#### Exercise brief
Answer these questions using the ControlNet forum thread below.
(a) When no input latents are provided, what does ControlNet fill them with?
(b) In the reply to alelordelo, does jh27kim say the model is being used at training time or at inference time?
(c) Which technique does XiaoyuShi97 connect the question to?

====== Excerpted text

ControlNet icon indicating copy to clipboard operation
ControlNet copied to clipboard

Latent vector input

Open jh27kim opened this issue 1 year ago • 3 comments

The model performs really well, and I would like to further explore its potential benefits in other domains.

When input (latents) is not provided, ControlNet automatically fill in latents with random Gaussian. But I want to generate samples from the input (latent) I provide to the model.

Should I encode input (latents) before providing into the network? (Maybe using VAE as in stable diffusion) Or as an raw image?

I tried to find it in the code but it seems no encoding is performed for input. (Maybe Stable Diffusion API does it) I'm confused since I am getting low quality images when I provide encoded vector of an image as latent.

Any thoughts ?

jh27kim avatar Apr 13 '23 04:04 jh27kim

Hi @jh27kim , are you training a custom ControlNEt? Or you mean for inference?

alelordelo avatar Apr 17 '23 15:04 alelordelo

I'm current using it in inference time. As a matter of a fact, I also wonder how it should be given during training time.

So my question is should inputs (latent vector) be encoded using StableDiffusion's encoder (vae) prior to ControlNet inference ?

I'm currently encoding an image using Stable Diffusion's vae. Am I using this in an intended way ?

jh27kim avatar Apr 19 '23 01:04 jh27kim

Hi @jh27kim , I feel what you say is related to "inversion" (for example, DDIM inversion). I am also curious about it.

XiaoyuShi97 avatar Apr 20 '23 09:04 XiaoyuShi97

============
====== Material shown

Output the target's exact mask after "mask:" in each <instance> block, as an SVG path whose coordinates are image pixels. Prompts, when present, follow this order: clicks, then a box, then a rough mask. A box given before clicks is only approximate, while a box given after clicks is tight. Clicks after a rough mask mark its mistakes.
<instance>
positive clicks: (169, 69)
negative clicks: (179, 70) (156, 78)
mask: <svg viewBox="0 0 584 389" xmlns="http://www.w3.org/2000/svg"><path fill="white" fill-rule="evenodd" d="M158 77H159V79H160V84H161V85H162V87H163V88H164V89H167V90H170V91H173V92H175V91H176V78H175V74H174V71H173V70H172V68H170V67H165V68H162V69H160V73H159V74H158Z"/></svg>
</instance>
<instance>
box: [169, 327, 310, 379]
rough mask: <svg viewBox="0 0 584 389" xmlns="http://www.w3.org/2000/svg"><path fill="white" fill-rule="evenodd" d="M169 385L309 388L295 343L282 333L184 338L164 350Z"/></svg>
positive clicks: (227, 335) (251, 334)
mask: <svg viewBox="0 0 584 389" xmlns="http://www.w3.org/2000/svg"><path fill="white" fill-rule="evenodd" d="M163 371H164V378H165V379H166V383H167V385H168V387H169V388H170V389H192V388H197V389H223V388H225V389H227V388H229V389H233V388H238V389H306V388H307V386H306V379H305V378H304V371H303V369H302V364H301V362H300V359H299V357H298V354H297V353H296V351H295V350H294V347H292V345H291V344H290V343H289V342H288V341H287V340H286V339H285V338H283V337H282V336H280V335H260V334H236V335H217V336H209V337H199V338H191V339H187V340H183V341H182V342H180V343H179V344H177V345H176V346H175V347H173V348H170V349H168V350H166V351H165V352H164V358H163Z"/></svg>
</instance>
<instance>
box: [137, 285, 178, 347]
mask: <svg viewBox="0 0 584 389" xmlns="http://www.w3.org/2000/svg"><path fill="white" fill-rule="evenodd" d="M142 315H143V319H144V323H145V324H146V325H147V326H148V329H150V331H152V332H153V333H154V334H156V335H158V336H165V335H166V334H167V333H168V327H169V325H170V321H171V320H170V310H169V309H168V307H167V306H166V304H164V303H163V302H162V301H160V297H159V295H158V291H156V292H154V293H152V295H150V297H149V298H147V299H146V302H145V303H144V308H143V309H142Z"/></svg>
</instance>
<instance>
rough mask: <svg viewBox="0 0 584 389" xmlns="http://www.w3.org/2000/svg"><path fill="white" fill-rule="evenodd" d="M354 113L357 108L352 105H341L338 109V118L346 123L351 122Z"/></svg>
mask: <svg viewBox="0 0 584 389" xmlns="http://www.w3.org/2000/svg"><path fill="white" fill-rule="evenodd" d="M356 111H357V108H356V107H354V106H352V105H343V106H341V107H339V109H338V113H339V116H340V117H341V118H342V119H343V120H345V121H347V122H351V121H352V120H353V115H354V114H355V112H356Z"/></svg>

============

#### Expected output
(a) Random Gaussian values.
(b) At inference time.
(c) Inversion, for example DDIM inversion.